| Exercise materials |
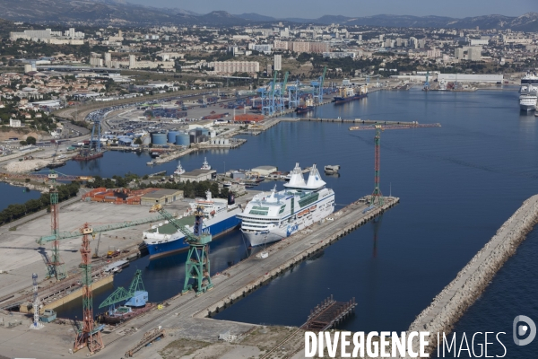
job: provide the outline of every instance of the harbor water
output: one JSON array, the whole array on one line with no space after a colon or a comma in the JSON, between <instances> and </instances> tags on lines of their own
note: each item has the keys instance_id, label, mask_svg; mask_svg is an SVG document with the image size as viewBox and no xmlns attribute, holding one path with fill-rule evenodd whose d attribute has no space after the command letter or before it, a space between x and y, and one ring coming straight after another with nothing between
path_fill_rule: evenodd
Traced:
<instances>
[{"instance_id":1,"label":"harbor water","mask_svg":"<svg viewBox=\"0 0 538 359\"><path fill-rule=\"evenodd\" d=\"M22 205L30 199L38 199L41 197L41 192L38 190L29 190L23 187L11 186L7 183L0 182L0 211L4 210L9 205Z\"/></svg>"},{"instance_id":2,"label":"harbor water","mask_svg":"<svg viewBox=\"0 0 538 359\"><path fill-rule=\"evenodd\" d=\"M536 194L538 125L533 113L519 111L517 99L516 92L377 92L367 99L322 106L304 114L439 122L442 127L383 132L381 190L399 197L401 204L216 318L297 326L306 320L310 309L333 294L338 301L355 297L358 302L355 316L342 328L405 330L521 203ZM247 142L239 149L200 152L180 160L183 167L191 171L200 168L207 157L219 172L259 165L291 171L296 162L303 167L340 164L339 177L324 175L327 187L334 189L338 209L371 193L374 186L374 132L351 132L349 126L282 122L258 136L243 136ZM170 174L177 165L172 162L150 168L145 164L148 161L150 157L143 153L108 152L94 162L71 162L59 170L66 174L110 177L163 170ZM269 190L276 185L280 189L282 184L267 182L257 188ZM536 252L532 247L536 241L534 233L521 252ZM232 251L239 246L231 257L239 260L247 255L243 241L236 232L216 245L221 246L221 250L230 247ZM163 258L159 265L145 258L139 259L118 276L115 285L127 285L135 267L142 267L146 288L151 282L167 283L166 288L152 287L150 301L170 297L182 286L185 264L178 256L169 261ZM214 256L218 258L216 253ZM486 317L495 311L496 323L503 317L503 328L511 333L514 316L499 311L508 306L517 308L518 314L538 318L538 309L525 300L538 295L530 277L535 268L518 273L519 290L525 296L503 294L503 291L510 291L513 282L503 281L502 276L509 278L511 270L521 269L513 264L519 256L518 252L508 260L481 301L458 324L462 326L459 330L485 331L482 326L490 320ZM223 267L216 265L213 269L221 271L227 262L223 259ZM177 285L169 285L169 282ZM98 298L95 302L100 302Z\"/></svg>"}]
</instances>

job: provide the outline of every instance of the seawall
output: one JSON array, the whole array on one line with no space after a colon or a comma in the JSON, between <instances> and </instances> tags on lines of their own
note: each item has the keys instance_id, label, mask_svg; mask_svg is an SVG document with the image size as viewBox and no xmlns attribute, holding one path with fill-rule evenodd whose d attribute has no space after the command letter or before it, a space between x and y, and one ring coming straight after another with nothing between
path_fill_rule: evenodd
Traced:
<instances>
[{"instance_id":1,"label":"seawall","mask_svg":"<svg viewBox=\"0 0 538 359\"><path fill-rule=\"evenodd\" d=\"M497 271L514 253L538 223L538 195L523 203L497 231L491 240L471 259L411 324L411 331L430 332L430 351L437 346L437 334L448 334L454 324L474 303ZM442 337L442 334L440 334ZM415 349L418 348L418 343Z\"/></svg>"}]
</instances>

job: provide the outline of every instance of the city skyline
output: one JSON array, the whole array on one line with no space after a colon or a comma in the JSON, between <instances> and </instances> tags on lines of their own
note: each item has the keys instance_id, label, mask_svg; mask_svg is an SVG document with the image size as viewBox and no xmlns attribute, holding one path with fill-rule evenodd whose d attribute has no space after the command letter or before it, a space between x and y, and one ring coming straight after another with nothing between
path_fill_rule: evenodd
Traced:
<instances>
[{"instance_id":1,"label":"city skyline","mask_svg":"<svg viewBox=\"0 0 538 359\"><path fill-rule=\"evenodd\" d=\"M226 11L232 14L256 13L261 15L275 18L317 18L323 15L343 15L351 17L372 16L377 14L414 15L414 16L447 16L465 18L472 16L500 14L506 16L520 16L529 12L538 12L538 2L534 0L453 0L440 3L428 0L399 0L356 1L335 0L327 3L312 0L308 6L305 3L290 3L284 0L273 0L272 6L260 7L259 4L244 0L232 0L223 4L217 0L207 0L204 3L178 0L128 0L137 4L153 7L178 8L197 13L207 13L212 11Z\"/></svg>"}]
</instances>

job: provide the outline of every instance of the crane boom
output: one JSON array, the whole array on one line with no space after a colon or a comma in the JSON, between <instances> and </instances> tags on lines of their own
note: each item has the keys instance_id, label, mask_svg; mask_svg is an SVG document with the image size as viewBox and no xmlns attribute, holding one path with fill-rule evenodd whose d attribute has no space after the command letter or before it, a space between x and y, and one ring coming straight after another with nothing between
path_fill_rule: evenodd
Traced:
<instances>
[{"instance_id":1,"label":"crane boom","mask_svg":"<svg viewBox=\"0 0 538 359\"><path fill-rule=\"evenodd\" d=\"M152 217L138 219L135 221L122 222L119 223L110 223L110 224L106 224L106 225L100 225L100 226L93 227L93 233L100 233L101 232L114 231L114 230L121 229L121 228L128 228L128 227L133 227L135 225L151 223L152 222L157 222L157 221L161 221L161 220L162 220L162 216L160 215L156 215L156 216L152 216ZM43 244L43 243L47 243L47 242L52 241L67 240L70 238L77 238L80 236L81 236L80 230L73 231L73 232L61 232L57 234L43 236L43 237L39 238L37 241L37 242L39 244Z\"/></svg>"},{"instance_id":2,"label":"crane boom","mask_svg":"<svg viewBox=\"0 0 538 359\"><path fill-rule=\"evenodd\" d=\"M8 179L8 180L26 180L26 179L30 179L30 180L42 180L42 181L48 181L48 180L51 180L50 176L48 174L44 174L44 173L6 173L6 172L0 172L0 177L2 177L4 179ZM66 175L66 174L58 175L54 180L59 180L59 181L77 180L77 181L88 181L88 182L93 182L95 180L95 179L93 177L91 177L91 176L70 176L70 175Z\"/></svg>"},{"instance_id":3,"label":"crane boom","mask_svg":"<svg viewBox=\"0 0 538 359\"><path fill-rule=\"evenodd\" d=\"M155 205L150 212L159 212L161 215L185 234L185 241L188 243L188 255L185 263L185 284L181 293L186 293L191 289L196 293L196 296L209 291L213 287L210 276L210 262L208 256L208 243L211 241L211 234L204 230L204 207L198 206L195 211L195 226L191 232L187 227L176 223L174 216L168 213L161 205ZM190 284L194 279L195 283Z\"/></svg>"}]
</instances>

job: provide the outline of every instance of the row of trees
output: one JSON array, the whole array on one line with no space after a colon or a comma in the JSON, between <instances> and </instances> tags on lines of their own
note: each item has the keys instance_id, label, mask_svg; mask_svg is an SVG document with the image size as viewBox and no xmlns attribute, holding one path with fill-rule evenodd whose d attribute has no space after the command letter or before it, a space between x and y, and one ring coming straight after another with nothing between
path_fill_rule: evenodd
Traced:
<instances>
[{"instance_id":1,"label":"row of trees","mask_svg":"<svg viewBox=\"0 0 538 359\"><path fill-rule=\"evenodd\" d=\"M185 183L163 181L156 184L146 184L144 182L141 182L141 180L148 180L147 175L140 178L134 173L127 173L124 177L112 176L111 179L102 179L100 176L95 176L94 180L95 180L92 183L88 183L88 187L92 188L98 188L100 187L104 187L106 188L124 188L128 187L131 182L134 181L138 182L136 188L140 189L156 188L183 190L183 196L186 198L205 197L205 192L208 189L211 191L212 196L215 198L227 198L229 192L228 188L219 188L219 185L216 182L210 180L204 180L202 182L191 182L187 180Z\"/></svg>"},{"instance_id":2,"label":"row of trees","mask_svg":"<svg viewBox=\"0 0 538 359\"><path fill-rule=\"evenodd\" d=\"M76 182L58 186L58 201L62 202L76 196L79 188L80 184ZM22 205L9 205L4 211L0 212L0 223L8 223L27 215L48 208L49 206L50 195L48 193L44 193L39 198L30 199Z\"/></svg>"}]
</instances>

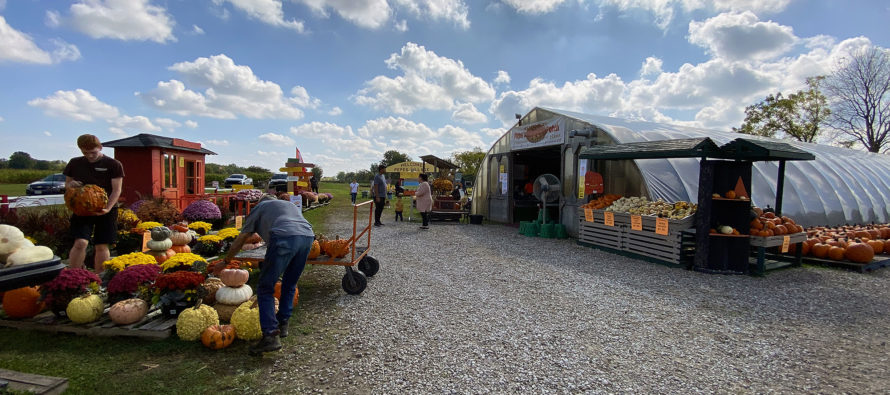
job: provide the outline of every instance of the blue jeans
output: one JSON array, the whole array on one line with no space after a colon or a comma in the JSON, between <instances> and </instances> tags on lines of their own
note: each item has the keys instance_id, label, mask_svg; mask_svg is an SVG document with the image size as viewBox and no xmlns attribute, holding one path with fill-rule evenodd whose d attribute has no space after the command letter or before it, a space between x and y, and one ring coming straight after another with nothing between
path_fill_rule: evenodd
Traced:
<instances>
[{"instance_id":1,"label":"blue jeans","mask_svg":"<svg viewBox=\"0 0 890 395\"><path fill-rule=\"evenodd\" d=\"M268 335L278 330L278 323L287 322L294 310L294 292L297 280L306 266L313 236L270 237L266 257L260 267L257 300L260 308L260 327ZM275 283L281 278L281 300L278 315L275 314Z\"/></svg>"}]
</instances>

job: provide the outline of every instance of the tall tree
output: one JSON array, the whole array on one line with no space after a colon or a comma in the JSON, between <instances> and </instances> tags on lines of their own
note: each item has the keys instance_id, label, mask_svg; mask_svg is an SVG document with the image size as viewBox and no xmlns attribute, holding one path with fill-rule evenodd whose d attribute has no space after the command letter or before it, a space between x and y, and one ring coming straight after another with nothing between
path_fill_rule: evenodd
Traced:
<instances>
[{"instance_id":1,"label":"tall tree","mask_svg":"<svg viewBox=\"0 0 890 395\"><path fill-rule=\"evenodd\" d=\"M807 78L809 89L797 91L788 97L781 93L769 95L762 102L745 108L745 121L738 133L755 136L793 138L798 141L815 142L819 127L824 124L831 111L828 100L819 90L825 77Z\"/></svg>"},{"instance_id":2,"label":"tall tree","mask_svg":"<svg viewBox=\"0 0 890 395\"><path fill-rule=\"evenodd\" d=\"M485 153L481 148L475 147L472 151L455 152L452 154L451 161L460 166L460 171L464 176L475 177L483 159L485 159Z\"/></svg>"},{"instance_id":3,"label":"tall tree","mask_svg":"<svg viewBox=\"0 0 890 395\"><path fill-rule=\"evenodd\" d=\"M890 51L851 52L825 80L831 97L829 123L871 152L886 152L890 133Z\"/></svg>"}]
</instances>

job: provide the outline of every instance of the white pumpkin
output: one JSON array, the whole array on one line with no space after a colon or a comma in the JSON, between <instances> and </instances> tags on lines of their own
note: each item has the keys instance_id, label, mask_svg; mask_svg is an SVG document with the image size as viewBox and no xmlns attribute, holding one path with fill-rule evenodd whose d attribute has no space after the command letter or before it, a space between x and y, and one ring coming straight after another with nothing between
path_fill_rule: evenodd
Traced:
<instances>
[{"instance_id":1,"label":"white pumpkin","mask_svg":"<svg viewBox=\"0 0 890 395\"><path fill-rule=\"evenodd\" d=\"M28 242L28 244L31 244ZM6 258L6 266L27 265L53 259L53 250L46 246L21 247Z\"/></svg>"},{"instance_id":2,"label":"white pumpkin","mask_svg":"<svg viewBox=\"0 0 890 395\"><path fill-rule=\"evenodd\" d=\"M222 287L216 291L216 302L228 305L238 305L253 296L253 289L244 284L240 287Z\"/></svg>"}]
</instances>

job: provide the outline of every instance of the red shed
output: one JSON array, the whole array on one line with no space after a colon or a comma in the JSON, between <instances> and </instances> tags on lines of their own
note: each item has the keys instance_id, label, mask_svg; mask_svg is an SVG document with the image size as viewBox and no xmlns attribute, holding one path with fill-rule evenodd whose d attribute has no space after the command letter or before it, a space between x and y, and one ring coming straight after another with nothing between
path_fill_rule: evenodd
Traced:
<instances>
[{"instance_id":1,"label":"red shed","mask_svg":"<svg viewBox=\"0 0 890 395\"><path fill-rule=\"evenodd\" d=\"M204 194L204 156L216 155L201 143L147 133L102 146L114 148L114 158L124 166L124 201L163 196L180 211Z\"/></svg>"}]
</instances>

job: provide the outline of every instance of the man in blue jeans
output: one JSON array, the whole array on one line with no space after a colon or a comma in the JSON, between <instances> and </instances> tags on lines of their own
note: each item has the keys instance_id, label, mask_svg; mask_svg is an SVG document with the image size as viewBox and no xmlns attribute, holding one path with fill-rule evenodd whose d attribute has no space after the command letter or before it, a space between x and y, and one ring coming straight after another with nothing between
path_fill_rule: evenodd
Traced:
<instances>
[{"instance_id":1,"label":"man in blue jeans","mask_svg":"<svg viewBox=\"0 0 890 395\"><path fill-rule=\"evenodd\" d=\"M312 225L293 203L266 195L250 211L241 233L232 242L226 257L214 268L219 273L241 251L241 246L252 233L258 233L266 241L266 256L260 264L260 282L257 301L260 308L260 327L263 338L252 345L251 355L281 348L281 337L287 337L288 320L294 308L297 280L306 266L306 258L315 240ZM281 278L281 300L275 314L275 283Z\"/></svg>"}]
</instances>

| Work instructions |
How many of the lines above contain the word "seawall"? Reply with the number alone.

| Final answer |
2